= ТЕКСТ ДЛЯ ЧТЕНИЯ =
* * * * *

6 Декабря. Рассказ: моя летопись. 1. Когда Англия объявила войну. Мы дремали в ожидании поезда. На станции уже двое суток люди так сидели в ожидании. Газет не было и, казалось, теперь все зависело от Англии: если она объявит, то весь свет с нами. И главное тут было не в силе, а в правде, такой был ход рассуждения логики: если Англия, то весь свет, и если весь свет с нами, то наша правда. Не знаю, откуда это взялось, но с момента объявления войны я разделился на два совершенно различных существа: одно «я» было прежнее, но ставшее очень далеким, как глубокое романтическое ощущение, как зажившая, но в непогоду чувствуемая рана, а другое, новое «я» как «мы», на которых напали злодеи, которых должно защищать миром. Это второе новое требовало ответа от Англии и это оно так рассудило: если Англия, то весь свет, и если весь мир, то вся правда.
Нищие. Никого не было на станции, кто бы волновался вопросом о выступлении, об Англии, тут были груды дремлющих в ожидании поезда людей, больше женщины, которые, не помня ничего больше, стремились в столицу увидеться со своими солдатами. Утром на рассвете пришли ратники, их стали учить по-военному бегать. Маленькая девочка сидела на перроне, смотрела на солдат и горько плакала. Я долго добивался узнать у нее, чего она плачет, и когда приласкал, она ответила: татку бегать заставили. И показала мне на солидного бородатого мужчину, который вместе с другими солдатами и ратниками пробегал с ружьем вдоль полотна. Никому вокруг, ни ожидающей на станции массе народа, ни бегающим ратникам, ни плачущей девочке не было никакого дела до Англии. А я только об этом и думал, и мне даже казалось, что я этим богат: я понимаю, что все дело в Англии, но они ничего не понимают. Вдруг ударили в колокол: подходил поезд. Все выскочили на площадку.
«Местов нет!» — крикнул кондуктор. Но никто не обратил на него внимания, все кинулись к поезду занимать места, и сам кондуктор занялся покупкой… теперь не до нас, все заняты своим, и мне казалось, что тоже теперь не до меня, не до общей истории, и я как нищий среди этого хаоса.
В третьем классе люди лезли на крышу, в купе второго класса я нашел место стоять: тут ехала красивая дама с двумя детьми, нянькой, горничной, все купе было наполнено вещами, и рядом с ней можно бы сесть, да кот мешал: кот был серый большой, в плетенке, обвязанной крепко веревками. Дама читала газету, не обращая на меня внимания. Я упорно смотрел на нее, надеясь, что она обратит на меня внимание и предложит сесть, но она внимания на меня не обращала, и я мог бы сколько угодно стоять, но не обратила бы внимания.
— Сударыня, разрешите взять вашего кота на руки, а мне сесть.
— Садитесь, — сказала она, — не взглянув на меня. — Я сел и мельком заметил, что в газете было крупно написано: «Англия»… что Англия — нельзя было разобрать. «Неужели Англия объявила войну?» — думал я, еще минуту, я узнаю, спрошу даму сейчас. — Англия… — начал я, — скажите, правда, Англия…»

* * * * *

= ЗАДАНИЕ 1 =
Замените в тексте для чтения «красивая дама» на «пожилая дама» и приведите фрагмент от слов «В третьем классе» до слов «обратила бы внимания.» включительно.
= ЗАДАНИЕ 2 =
Как маленькая девочка из текста для чтения объяснила, почему она плачет?
= ЗАДАНИЕ 3 =
Почему, согласно рассуждению в тексте для чтения, все зависело от Англии?
Записи взяты из другого источника.

* * * * *

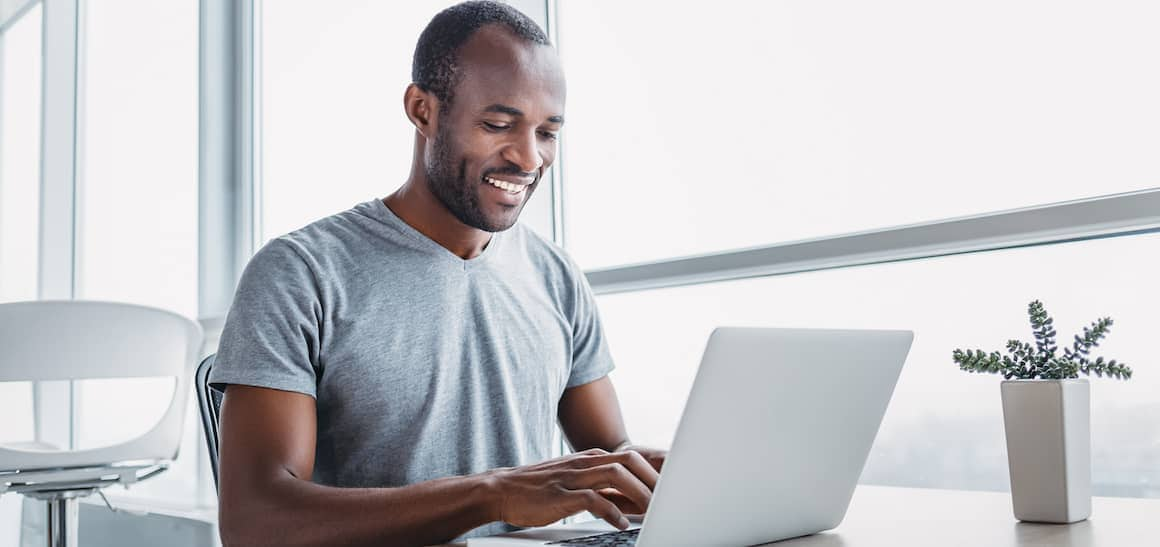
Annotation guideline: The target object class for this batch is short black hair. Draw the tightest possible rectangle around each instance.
[411,0,551,110]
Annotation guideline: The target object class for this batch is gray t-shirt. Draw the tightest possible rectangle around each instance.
[211,199,612,535]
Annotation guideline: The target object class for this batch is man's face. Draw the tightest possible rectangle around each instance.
[426,25,564,232]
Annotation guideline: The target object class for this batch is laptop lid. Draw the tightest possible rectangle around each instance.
[637,328,914,547]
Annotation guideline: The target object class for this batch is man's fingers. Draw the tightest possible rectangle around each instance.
[572,490,629,530]
[599,488,645,516]
[570,451,660,490]
[564,464,652,509]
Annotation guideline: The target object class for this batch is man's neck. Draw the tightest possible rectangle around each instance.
[383,177,492,260]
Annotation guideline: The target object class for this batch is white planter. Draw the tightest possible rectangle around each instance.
[1001,379,1092,523]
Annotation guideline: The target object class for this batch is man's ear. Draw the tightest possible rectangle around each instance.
[403,83,438,138]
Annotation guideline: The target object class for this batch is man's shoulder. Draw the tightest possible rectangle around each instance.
[512,224,580,277]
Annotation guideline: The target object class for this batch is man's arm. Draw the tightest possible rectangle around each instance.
[557,377,668,471]
[219,385,657,546]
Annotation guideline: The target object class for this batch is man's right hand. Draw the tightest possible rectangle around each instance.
[488,448,659,530]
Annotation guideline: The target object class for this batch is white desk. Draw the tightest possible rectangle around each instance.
[440,486,1160,547]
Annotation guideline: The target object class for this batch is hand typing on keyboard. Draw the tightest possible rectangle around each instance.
[488,448,659,530]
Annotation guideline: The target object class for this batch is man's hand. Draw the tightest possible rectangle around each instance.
[490,448,658,530]
[615,444,668,473]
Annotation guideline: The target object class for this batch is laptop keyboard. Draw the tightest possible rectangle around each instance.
[548,528,640,547]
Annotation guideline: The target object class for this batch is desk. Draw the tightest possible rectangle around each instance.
[438,486,1160,547]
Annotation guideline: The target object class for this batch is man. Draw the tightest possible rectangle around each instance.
[212,2,665,546]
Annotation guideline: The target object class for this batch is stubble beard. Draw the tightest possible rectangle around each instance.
[427,125,515,233]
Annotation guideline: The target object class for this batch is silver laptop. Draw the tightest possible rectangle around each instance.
[467,328,914,547]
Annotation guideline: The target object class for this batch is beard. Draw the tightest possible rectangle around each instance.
[426,125,519,232]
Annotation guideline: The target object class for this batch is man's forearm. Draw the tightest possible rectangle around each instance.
[220,473,499,546]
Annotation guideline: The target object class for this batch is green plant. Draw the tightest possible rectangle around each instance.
[952,300,1132,380]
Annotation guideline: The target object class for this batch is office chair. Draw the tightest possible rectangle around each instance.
[194,353,225,490]
[0,300,202,547]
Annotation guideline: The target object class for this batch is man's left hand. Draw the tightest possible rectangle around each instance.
[615,444,668,473]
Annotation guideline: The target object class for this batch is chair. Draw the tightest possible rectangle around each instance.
[194,353,225,489]
[0,300,202,547]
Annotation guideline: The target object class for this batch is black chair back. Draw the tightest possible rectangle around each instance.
[194,353,225,490]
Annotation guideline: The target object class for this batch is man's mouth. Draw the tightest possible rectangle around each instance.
[484,176,531,194]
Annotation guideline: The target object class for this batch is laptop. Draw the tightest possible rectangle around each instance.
[467,327,914,547]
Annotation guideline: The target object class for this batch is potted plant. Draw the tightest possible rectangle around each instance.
[952,300,1132,523]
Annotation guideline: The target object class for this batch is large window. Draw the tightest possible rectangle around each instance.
[0,0,42,301]
[558,0,1160,497]
[73,0,200,505]
[0,1,43,545]
[600,234,1160,497]
[558,0,1160,268]
[260,0,455,241]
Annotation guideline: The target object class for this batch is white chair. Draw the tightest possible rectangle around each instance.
[0,300,202,547]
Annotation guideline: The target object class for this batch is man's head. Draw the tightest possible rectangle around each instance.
[405,1,565,232]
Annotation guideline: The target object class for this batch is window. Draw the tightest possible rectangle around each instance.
[0,0,42,301]
[260,0,456,241]
[0,1,43,537]
[73,0,200,505]
[557,0,1160,268]
[599,234,1160,497]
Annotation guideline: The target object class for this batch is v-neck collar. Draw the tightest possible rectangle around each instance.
[358,199,503,270]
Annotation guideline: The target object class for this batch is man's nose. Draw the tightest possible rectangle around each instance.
[503,132,544,173]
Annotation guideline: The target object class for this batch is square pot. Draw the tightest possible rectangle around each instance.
[1001,379,1092,523]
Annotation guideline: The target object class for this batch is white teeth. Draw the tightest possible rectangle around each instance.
[484,176,528,194]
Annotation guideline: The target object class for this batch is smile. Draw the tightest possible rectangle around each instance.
[484,176,530,194]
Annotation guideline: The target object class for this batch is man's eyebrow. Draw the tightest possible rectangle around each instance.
[484,103,523,117]
[484,103,564,124]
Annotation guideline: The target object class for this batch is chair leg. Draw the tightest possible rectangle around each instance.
[46,497,78,547]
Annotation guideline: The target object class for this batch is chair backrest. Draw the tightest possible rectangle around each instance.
[0,300,202,471]
[194,353,225,487]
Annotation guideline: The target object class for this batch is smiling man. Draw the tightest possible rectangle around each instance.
[212,2,665,546]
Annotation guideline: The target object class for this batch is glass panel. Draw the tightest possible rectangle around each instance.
[600,234,1160,497]
[73,0,198,506]
[78,0,198,316]
[0,2,43,545]
[0,5,43,301]
[558,0,1160,268]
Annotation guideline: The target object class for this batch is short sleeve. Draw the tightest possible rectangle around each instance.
[210,239,321,396]
[566,265,615,387]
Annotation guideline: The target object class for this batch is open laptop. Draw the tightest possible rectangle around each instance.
[467,328,914,547]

* * * * *

= ОТВЕТ 1 =
В третьем классе люди лезли на крышу, в купе второго класса я нашел место стоять: тут ехала пожилая дама с двумя детьми, нянькой, горничной, все купе было наполнено вещами, и рядом с ней можно бы сесть, да кот мешал: кот был серый большой, в плетенке, обвязанной крепко веревками. Дама читала газету, не обращая на меня внимания. Я упорно смотрел на нее, надеясь, что она обратит на меня внимание и предложит сесть, но она внимания на меня не обращала, и я мог бы сколько угодно стоять, но не обратила бы внимания.

= ОТВЕТ 2 =
Она ответила: «татку бегать заставили».

= ОТВЕТ 3 =
Если Англия объявит войну, то весь свет будет с нами, а если весь свет с нами, то правда на нашей стороне. Главным при этом была не сила, а правда.